### Text excerpt
┌────────
# Machine Learning - Price Prediction

------

#### **Import libraries**

In [1]:
import numpy as np
import pandas as pd
from sklearn.preprocessing import OneHotEncoder
from sklearn.metrics import r2_score, root_mean_squared_error, mean_squared_error, mean_absolute_error
from sklearn.model_selection import train_test_split
from sklearn.ensemble import RandomForestRegressor
from category_encoders import TargetEncoder
import lightgbm as lgb

## Load & Prepare Data for Price Prediction

In [2]:
df = pd.read_csv('./Divar.csv')
df.drop('Unnamed: 0', axis=1, inplace=True)

  df = pd.read_csv('./Divar.csv')


## Preprocessing for Sell data

##### Drop some features intuitively:
We decided to drop these features since we realizes they can't have a significant effect on our prediction.


In [3]:
price_data_no_null = df[df['price_value'].notna()]
price_data = price_data_no_null[['cat2_slug', 'cat3_slug', 'city_slug','neighborhood_slug',
                                          'land_size', 'building_size', 'deed_type', 'has_business_deed', 'floor',
                                          'rooms_count', 'total_floors_count', 'unit_per_floor', 'has_balcony',
                                          'has_elevator', 'has_warehouse', 'has_parking', 'construction_year',
                                          'is_rebuilt', 'has_warm_water_provider', 'has_heating_system', 
                                          'has_cooling_system', 'has_restroom', 'has_security_guard', 'has_barbecue',
                                          'building_direction', 'has_pool', 'has_jacuzzi', 'has_sauna',
                                          'floor_material', 'property_type', 'location_latitude', 
                                          'location_longitude', 'price_value']]
del df, price_data_no_null

### Missing Values

#### Feature_set_1: Select more important features

In [4]:
price_data_1 = price_data[['cat2_slug', 'cat3_slug', 'city_slug', 'building_size',
                            'deed_type', 'has_business_deed', 'floor','rooms_count', 'is_rebuilt',
                            'floor_material','construction_year','has_security_guard', 'has_barbecue',
                            'has_pool', 'has_jacuzzi', 'has_sauna', 'has_balcony', 'has_elevator', 'has_warehouse',
                            'has_parking', 'total_floors_count','location_latitude', 'location_longitude',
                            'price_value', 'neighborhood_slug'
                           ]]

Create `building_age` from `construction_year` feature:

In [5]:
# Create building_age columns from the Construction_year
# Digits conversion to english
def persian_to_english(sample_input: str):
    persian_digits = '۰۱۲۳۴۵۶۷۸۹'
    english_digits = '0123456789'
    trans_table = str.maketrans(persian_digits, english_digits)
    return sample_input.translate(trans_table)

price_data_1['construction_year'] = price_data_1.loc[:, 'construction_year'].apply(
    lambda x: persian_to_english(x) if isinstance(x, str) else x)
└────────
### Jobs
• 1. Answer these from the price prediction notebook:
(a) Which CSV file does the notebook load?
(b) Which column is dropped right after loading?
(c) What new feature is to be created from `construction_year`?
• 2. Continue the price prediction notebook from its last line, in the same style.

### Material provided
┌────────
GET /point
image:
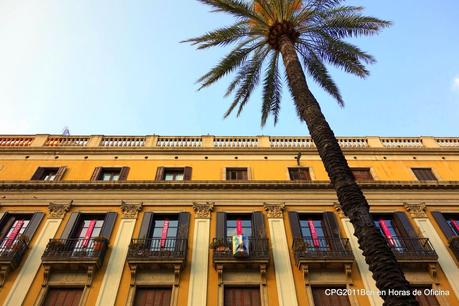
└────────
### Responses in order
• 1.
(a) './Divar.csv'
(b) 'Unnamed: 0'
(c) `building_age`

• 2.
# change to only digits
price_data_1['construction_year'] = price_data_1['construction_year'].replace('قبل از 1370', '1370')

# change to numeric type
price_data_1['construction_year'] = pd.to_numeric(price_data_1['construction_year'], errors='coerce')
price_data_1['building_age'] = 1404 - price_data_1['construction_year']

# Bin the building_age feature
bins = [0, 5, 10, 20, 30, np.inf]
labels = ["new", "relatively_new", "mid_age", "old", "very_old"]
price_data_1["building_age"] = pd.cut(price_data_1["building_age"], bins=bins, labels=labels)

# Handle missings
price_data_1.loc[:, "building_age"] = price_data_1["building_age"].cat.add_categories("unselect").fillna("unselect")
price_data_1.drop(columns=['construction_year'], inplace=True)

A value is trying to be set on a copy of a slice from a DataFrame.
Try using .loc[row_indexer,col_indexer] = value instead

See the caveats in the documentation: https://pandas.pydata.org/pandas-docs/stable/user_guide/indexing.html#returning-a-view-versus-a-copy
  price_data_1['construction_year'] = price_data_1.loc[:, 'construction_year'].apply(
A value is trying to be set on a copy of a slice from a DataFrame.
Try using .loc[row_indexer,col_indexer] = value instead

See the caveats in the documentation: https://pandas.pydata.org/pandas-docs/stable/user_guide/indexing.html#returning-a-view-versus-a-copy
  price_data_1['construction_year'] = price_data_1['construction_year'].replace('قبل از 1370', '1370')
A value is trying to be set on a copy of a slice from a DataFrame.
Try using .loc[row_indexer,col_indexer] = value instead

See the caveats in the documentation: https://pandas.pydata.org/pandas-docs/stable/user_guide/indexing.html#returning-a-view-versus-a-copy
  price_data_1['constr

#### Luxury_score, Non_luxury_score

In [6]:
# Add Luxury_score and non_luxury_score columns to the dataframe
# Define luxury and non-luxury features

# First fix has_balcony column (map true to True, false to False, and unselect to False)
price_data_1.loc[:, "has_balcony"] = price_data_1["has_balcony"].replace({"unselect": False})
price_data_1.loc[:, "has_balcony"] = price_data_1["has_balcony"].replace({"true": True})
price_data_1.loc[:, "has_balcony"] = price_data_1["has_balcony"].replace({"false": False})

luxury_features = ['has_security_guard', 'has_barbecue', 'has_pool', 'has_jacuzzi', 'has_sauna']
non_luxury_features = ['has_balcony', 'has_elevator', 'has_warehouse', 'has_parking']

price_data_1.loc[:, "luxury_score"] = price_data_1[luxury_features].sum(axis=1).astype('int64')
price_data_1.loc[:, "non_luxury_score"] = price_data_1[non_luxury_features].sum(axis=1).astype('int64')

price_data_1 = price_data_1.drop(columns=luxury_features + non_luxury_features)

def bin_luxury_score(x):
    if pd.isna(x):
        return "unselect"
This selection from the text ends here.